殆ど多くの哲学者は傲慢である。
それは「自己を知ることがない思考」では
決して、「自己を知ることはない」し、
従ってその記憶では「世界」を知ることはないのに、

そのことを理解しないし、
このことを深く知ろうとしないからである。

それなのにその未熟な理性や知性で以て「自己を知り」「世界を知る」ことが
出来ると堅く信じ込んでいるのである。

これは傲慢以外の何物でもないと言える。

その哲学者が堅く信じ込んでいる理性や知性とは、
「肉体は自分の所有物」であって、
「自分は肉体である」、「自分はこの思考である」
「自分の思考は全てを知ることが出来る」
「思考で分からないものは存在していない」と錯覚しているのである。

*実施する課題*
• 1. 哲学者についての文章で、哲学者が錯覚しているとされる内容を、かぎかっこ内の表現のまますべて挙げてください。
• 2. 次の(a)〜(c)が哲学者についての文章の内容と合っているかどうかを「はい」か「いいえ」で答え、判断の根拠となる文章中の語句をそのまま引用してください。(a) 殆ど多くの哲学者は傲慢だと述べている。(b) 哲学者は自分の理性や知性を疑っていると述べている。(c) 哲学者のそのような態度は傲慢以外の何物でもないと述べている。
この後の行は別の出典から取られたものです。

[バウンディングボックスデータの抜粋]
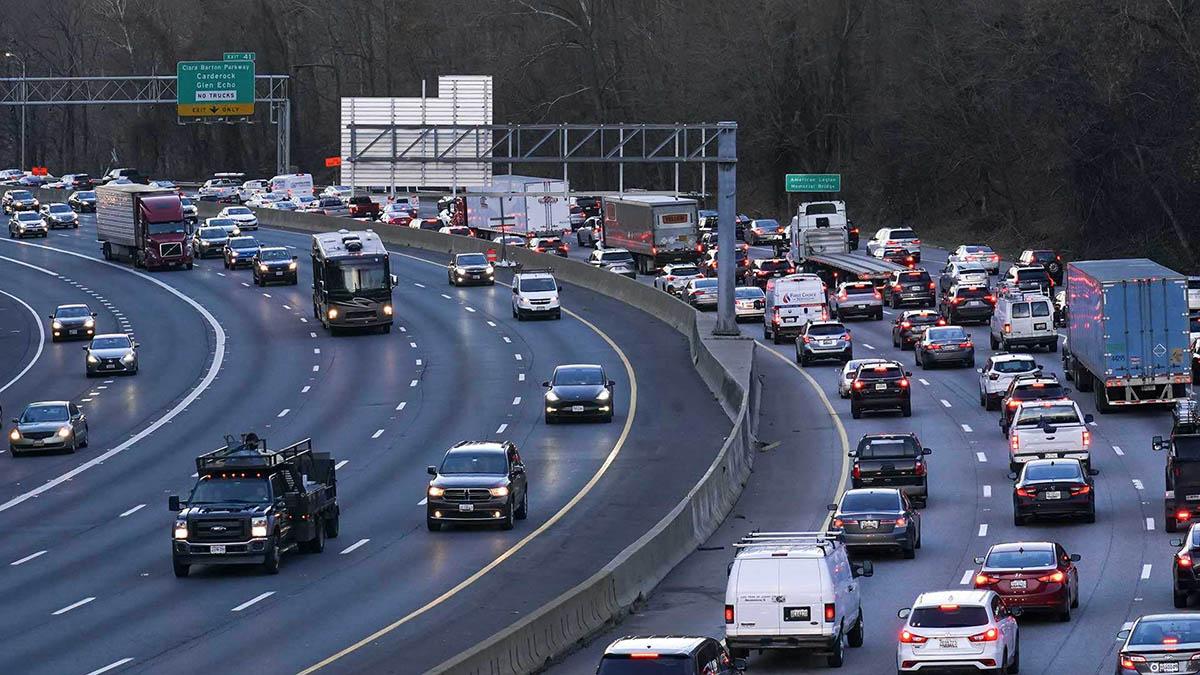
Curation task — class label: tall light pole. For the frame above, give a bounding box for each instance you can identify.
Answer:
[4,52,29,171]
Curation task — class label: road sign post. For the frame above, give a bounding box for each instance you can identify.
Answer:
[784,173,841,192]
[175,60,254,118]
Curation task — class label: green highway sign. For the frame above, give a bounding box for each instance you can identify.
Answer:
[175,60,254,118]
[784,173,841,192]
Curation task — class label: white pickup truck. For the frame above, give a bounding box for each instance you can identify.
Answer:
[1008,400,1092,471]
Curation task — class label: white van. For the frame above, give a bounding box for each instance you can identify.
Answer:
[762,274,829,345]
[725,532,874,668]
[989,291,1058,352]
[269,173,313,198]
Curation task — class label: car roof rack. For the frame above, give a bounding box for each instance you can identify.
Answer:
[196,431,312,474]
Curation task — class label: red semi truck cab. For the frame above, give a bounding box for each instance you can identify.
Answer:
[96,184,192,270]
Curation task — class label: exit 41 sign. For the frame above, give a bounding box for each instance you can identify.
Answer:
[784,173,841,192]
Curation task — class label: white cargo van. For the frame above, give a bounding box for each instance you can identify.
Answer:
[762,274,829,345]
[725,532,874,668]
[989,292,1058,352]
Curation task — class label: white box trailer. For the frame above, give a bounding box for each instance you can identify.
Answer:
[451,174,571,237]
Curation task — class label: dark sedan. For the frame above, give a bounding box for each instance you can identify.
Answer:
[1008,459,1099,526]
[829,488,920,560]
[425,441,529,532]
[541,365,617,424]
[974,542,1079,621]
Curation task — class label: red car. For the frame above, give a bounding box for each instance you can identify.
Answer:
[974,542,1079,621]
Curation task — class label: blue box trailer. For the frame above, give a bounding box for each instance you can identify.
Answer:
[1062,258,1192,413]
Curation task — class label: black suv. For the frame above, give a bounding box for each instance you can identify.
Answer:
[1000,375,1070,438]
[941,285,996,325]
[850,362,912,419]
[596,635,745,675]
[425,441,529,532]
[881,269,937,310]
[850,434,934,508]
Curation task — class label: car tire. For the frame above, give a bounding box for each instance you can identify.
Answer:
[846,608,863,649]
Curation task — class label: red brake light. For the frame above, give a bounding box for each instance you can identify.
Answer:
[967,628,1000,643]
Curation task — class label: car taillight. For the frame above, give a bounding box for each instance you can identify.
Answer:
[967,628,1000,643]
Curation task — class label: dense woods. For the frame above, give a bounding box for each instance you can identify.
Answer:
[0,0,1200,269]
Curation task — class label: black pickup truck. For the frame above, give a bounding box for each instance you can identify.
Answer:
[168,432,340,577]
[850,434,932,508]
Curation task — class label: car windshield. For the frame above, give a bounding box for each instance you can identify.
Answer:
[984,549,1055,569]
[554,368,604,387]
[992,359,1038,374]
[925,325,967,342]
[20,406,71,424]
[908,604,988,628]
[1016,404,1079,426]
[596,655,691,675]
[91,335,130,350]
[1025,461,1082,480]
[857,436,920,459]
[187,478,271,506]
[521,276,558,293]
[458,253,487,265]
[1129,615,1200,643]
[808,323,846,336]
[838,492,900,513]
[438,452,509,476]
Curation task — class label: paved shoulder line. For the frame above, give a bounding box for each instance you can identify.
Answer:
[755,340,850,530]
[0,239,226,512]
[0,285,46,394]
[300,252,637,675]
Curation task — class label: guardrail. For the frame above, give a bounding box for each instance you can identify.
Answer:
[41,184,758,675]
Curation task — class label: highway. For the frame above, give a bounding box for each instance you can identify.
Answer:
[0,215,730,674]
[551,241,1180,675]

*解答一覧*
• 1.
「肉体は自分の所有物」
「自分は肉体である」
「自分はこの思考である」
「自分の思考は全てを知ることが出来る」
「思考で分からないものは存在していない」

• 2.
(a) はい:「殆ど多くの哲学者は傲慢である。」
(b) いいえ:「その未熟な理性や知性で以て「自己を知り」「世界を知る」ことが出来ると堅く信じ込んでいるのである。」
(c) はい:「これは傲慢以外の何物でもないと言える。」